> _Passage_:

>> Begin

I love football more than engineers love coffee, all my Turi friends know that. Throughout the course of an NFL season I have fantasy teams, point-spread pools, survivor pools and non-stop pontification on the latest terrible play call, awful refs and amazing plays (GO HAWKS!). Despite hearing about all the neato, life-changing, world-saving, cutting-edge, inspirational things machine learning could be used for, my first thought was "Huh. I should learn that and use it for football."
Well, let's take a shot.
I'm no data scientist and this post won't be terribly math-y. I'm a software engineer that's fond of BBQ and learning by doing. Thankfully, I work with a slew of smart folks kind enough to assist with these educational shenanigans and provide guidance when I run off the rails. We'll apply the simplest of machine learning concepts, linear regression, to football in the simplest way and see what happens. You get to learn from all of the glorious mistakes I made so that you can go on to make bigger, better mistakes. We'll learn, together, inch by inch.
My dataset is from Armchair Analysis, which is a pretty rad source of well-curated, nicely documented, NFL stats. You can grab yourself a copy for pretty cheap.
In [22]:
#Fire up the GraphLab engine
import graphlab as gl
import graphlab.aggregate as agg
The team SFrame has all of one team's stats per game. The games SFrame has info about each game itself, which teams played in it, where, etc. So first, let me narrow it down to what I think are some relevant columns and join some info about each game to the team table.
In [23]:
team = gl.SFrame.read_csv('C:\\Users\\Susan\\Documents\\NFLData_2000-2014\\csv\TEAM.csv', header=True)
games = gl.SFrame.read_csv('C:\\Users\\Susan\\Documents\\NFLData_2000-2014\\csv\GAME.csv', header=True)
# TID=team id
# GID=Game id
# TNAME=team name
# PTS points,
# RY rushing yards,
# PY passing yards,
# RA rushing attempts
# PA pass attempts,
# PC pass completions
# SK sacks against,
# FUM fumbles lost,
# INT int for defense,
# TOP time of possession,
# TD tds,
# TDR td rushing,
# TDP td passing,
# PLO total plays offense,
# PLD total plays defense,
# DP points by defense
team = team.select_columns(
['TNAME', 'TID', 'GID', 'PTS', 'RY', 'RA', 'PY', 'PA', 'PC', 'PU',
'SK', 'FUM', 'INT', 'TOP', 'TD', 'TDR', 'TDP', 'DP'])

>> End

> _Short task A_:
According to the NFL post, what source did the dataset come from?
> _Short task B_:
Please translate this sentence from the NFL post into Spanish: "My dataset is from Armchair Analysis, which is a pretty rad source of well-curated, nicely documented, NFL stats."
The records are separate material from the NFL post.

> _Recorded data_:
>> Begin

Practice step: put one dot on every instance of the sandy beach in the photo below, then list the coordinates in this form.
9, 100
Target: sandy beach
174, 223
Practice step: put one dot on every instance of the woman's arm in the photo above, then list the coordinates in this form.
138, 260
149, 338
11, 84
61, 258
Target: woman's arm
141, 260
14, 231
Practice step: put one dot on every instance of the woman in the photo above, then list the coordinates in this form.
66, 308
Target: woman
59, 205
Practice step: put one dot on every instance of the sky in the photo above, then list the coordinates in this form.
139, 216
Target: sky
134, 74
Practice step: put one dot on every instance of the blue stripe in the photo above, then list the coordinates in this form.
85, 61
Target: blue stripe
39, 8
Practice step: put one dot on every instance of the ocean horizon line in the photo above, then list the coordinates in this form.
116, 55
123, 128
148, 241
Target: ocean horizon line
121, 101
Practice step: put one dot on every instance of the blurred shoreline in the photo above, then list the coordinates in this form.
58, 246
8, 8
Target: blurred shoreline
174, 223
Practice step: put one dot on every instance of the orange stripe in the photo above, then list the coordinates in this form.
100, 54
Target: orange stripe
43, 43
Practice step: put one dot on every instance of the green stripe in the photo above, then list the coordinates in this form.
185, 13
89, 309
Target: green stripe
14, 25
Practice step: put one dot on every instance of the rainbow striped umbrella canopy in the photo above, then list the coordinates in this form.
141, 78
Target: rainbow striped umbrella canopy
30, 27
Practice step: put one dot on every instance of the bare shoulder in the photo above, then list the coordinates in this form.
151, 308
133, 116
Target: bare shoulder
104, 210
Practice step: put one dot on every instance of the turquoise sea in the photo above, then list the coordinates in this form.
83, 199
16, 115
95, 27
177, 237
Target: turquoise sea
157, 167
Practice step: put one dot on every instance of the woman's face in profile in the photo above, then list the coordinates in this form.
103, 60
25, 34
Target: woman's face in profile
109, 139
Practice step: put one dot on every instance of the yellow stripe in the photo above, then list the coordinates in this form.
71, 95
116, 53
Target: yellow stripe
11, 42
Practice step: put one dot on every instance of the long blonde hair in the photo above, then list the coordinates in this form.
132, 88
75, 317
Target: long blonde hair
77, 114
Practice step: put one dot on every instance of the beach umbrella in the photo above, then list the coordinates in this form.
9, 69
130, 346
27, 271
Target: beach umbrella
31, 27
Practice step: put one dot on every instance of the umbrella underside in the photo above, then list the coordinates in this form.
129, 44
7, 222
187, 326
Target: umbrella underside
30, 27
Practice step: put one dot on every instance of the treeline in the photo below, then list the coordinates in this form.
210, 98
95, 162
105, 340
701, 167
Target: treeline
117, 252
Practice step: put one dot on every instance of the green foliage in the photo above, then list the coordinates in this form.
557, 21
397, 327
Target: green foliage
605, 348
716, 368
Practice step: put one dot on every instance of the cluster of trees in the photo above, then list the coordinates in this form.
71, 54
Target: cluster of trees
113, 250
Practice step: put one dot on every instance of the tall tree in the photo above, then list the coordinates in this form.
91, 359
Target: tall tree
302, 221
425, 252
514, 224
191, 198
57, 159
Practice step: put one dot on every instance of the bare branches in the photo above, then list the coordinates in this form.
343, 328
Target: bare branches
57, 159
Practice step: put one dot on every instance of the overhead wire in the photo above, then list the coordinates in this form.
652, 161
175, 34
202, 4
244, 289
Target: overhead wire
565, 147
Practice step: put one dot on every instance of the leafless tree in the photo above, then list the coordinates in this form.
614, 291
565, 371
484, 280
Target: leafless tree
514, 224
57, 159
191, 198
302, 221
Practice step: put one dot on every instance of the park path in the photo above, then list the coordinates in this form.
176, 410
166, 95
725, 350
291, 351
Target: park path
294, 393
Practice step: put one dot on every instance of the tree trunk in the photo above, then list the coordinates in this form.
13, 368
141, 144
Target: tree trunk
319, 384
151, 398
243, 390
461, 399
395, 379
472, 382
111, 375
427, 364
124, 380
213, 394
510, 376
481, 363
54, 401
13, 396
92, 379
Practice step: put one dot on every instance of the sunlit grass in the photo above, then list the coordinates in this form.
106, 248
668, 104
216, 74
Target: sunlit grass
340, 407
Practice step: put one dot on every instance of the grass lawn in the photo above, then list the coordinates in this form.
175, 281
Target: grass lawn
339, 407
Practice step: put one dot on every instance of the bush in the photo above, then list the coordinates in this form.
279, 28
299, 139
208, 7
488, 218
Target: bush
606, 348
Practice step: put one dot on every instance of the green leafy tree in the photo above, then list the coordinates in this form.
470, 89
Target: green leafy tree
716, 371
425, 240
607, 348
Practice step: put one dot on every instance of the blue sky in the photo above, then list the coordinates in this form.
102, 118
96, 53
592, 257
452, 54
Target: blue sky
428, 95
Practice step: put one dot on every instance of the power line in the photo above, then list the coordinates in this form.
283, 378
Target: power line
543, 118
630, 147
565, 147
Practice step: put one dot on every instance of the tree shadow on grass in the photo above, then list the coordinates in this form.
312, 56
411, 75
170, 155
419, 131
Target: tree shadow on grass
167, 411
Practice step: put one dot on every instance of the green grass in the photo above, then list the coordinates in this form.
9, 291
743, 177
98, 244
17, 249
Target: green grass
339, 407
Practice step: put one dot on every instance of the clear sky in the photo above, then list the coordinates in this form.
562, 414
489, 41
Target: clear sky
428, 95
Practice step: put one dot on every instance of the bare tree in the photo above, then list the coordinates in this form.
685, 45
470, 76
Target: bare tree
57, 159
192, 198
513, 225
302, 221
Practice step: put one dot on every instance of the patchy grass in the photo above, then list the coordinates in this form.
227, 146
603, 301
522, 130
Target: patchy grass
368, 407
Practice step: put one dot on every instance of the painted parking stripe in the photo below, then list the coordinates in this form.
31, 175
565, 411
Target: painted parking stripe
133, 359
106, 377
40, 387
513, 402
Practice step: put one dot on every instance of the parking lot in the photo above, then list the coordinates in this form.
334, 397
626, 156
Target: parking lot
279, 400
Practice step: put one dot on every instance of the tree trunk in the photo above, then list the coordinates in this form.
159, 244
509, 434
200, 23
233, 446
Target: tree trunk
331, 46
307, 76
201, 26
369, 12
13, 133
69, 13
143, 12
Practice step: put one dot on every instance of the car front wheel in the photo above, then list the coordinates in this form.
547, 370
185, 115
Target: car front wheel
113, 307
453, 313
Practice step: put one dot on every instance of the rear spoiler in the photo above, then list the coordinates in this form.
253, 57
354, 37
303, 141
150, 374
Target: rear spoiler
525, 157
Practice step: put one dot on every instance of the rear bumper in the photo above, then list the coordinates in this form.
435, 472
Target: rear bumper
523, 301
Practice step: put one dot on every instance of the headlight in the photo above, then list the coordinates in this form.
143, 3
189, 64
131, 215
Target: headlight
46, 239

>> End

> _Right answer A_:
Armchair Analysis

> _Right answer B_:
Mi conjunto de datos proviene de Armchair Analysis, que es una fuente bastante genial de estadísticas de la NFL bien seleccionadas y bien documentadas.